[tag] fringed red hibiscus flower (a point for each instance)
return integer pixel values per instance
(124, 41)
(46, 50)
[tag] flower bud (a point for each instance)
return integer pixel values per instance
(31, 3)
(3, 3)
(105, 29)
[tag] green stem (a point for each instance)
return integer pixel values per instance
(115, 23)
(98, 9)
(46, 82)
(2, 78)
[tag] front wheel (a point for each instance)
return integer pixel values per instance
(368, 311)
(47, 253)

##########

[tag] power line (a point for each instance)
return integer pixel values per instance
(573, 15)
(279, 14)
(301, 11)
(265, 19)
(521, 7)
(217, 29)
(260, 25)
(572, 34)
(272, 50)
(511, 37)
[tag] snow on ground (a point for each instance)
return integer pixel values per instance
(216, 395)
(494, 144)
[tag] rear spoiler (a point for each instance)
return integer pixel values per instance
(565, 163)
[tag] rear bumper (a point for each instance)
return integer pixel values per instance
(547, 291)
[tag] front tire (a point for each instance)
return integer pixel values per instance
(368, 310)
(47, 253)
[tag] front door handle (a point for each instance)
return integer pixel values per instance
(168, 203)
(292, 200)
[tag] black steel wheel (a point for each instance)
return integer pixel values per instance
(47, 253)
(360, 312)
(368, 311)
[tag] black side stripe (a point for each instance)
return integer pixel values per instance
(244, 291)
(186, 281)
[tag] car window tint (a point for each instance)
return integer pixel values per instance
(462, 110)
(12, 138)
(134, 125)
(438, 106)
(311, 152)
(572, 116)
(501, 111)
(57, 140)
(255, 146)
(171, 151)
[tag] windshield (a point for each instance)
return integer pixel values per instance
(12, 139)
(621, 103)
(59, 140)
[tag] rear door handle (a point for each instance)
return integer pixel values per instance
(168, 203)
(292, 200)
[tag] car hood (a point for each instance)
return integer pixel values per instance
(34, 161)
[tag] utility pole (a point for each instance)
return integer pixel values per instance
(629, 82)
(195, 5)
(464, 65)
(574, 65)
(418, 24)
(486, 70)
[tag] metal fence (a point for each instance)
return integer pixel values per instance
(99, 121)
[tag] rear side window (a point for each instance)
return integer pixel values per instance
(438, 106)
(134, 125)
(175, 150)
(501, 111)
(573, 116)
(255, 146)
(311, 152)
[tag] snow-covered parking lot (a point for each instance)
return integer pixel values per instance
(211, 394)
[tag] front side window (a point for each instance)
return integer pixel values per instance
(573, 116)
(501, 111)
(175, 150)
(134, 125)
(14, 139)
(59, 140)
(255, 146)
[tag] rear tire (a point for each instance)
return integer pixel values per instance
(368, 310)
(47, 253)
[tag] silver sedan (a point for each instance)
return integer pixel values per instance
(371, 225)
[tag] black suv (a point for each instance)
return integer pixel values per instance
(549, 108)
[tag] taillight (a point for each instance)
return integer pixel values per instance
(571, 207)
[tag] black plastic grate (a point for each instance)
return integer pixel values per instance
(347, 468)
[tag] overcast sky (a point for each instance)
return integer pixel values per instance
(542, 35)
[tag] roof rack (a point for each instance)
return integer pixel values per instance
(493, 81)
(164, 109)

##########

§ **Aim of the exercise**
Wherever a line in the data above holds "side", copy that line.

§ **Response area**
[tag] black side stripe (a point for each instance)
[tag] rear side window (a point for each instance)
[tag] front side window (a point for each instance)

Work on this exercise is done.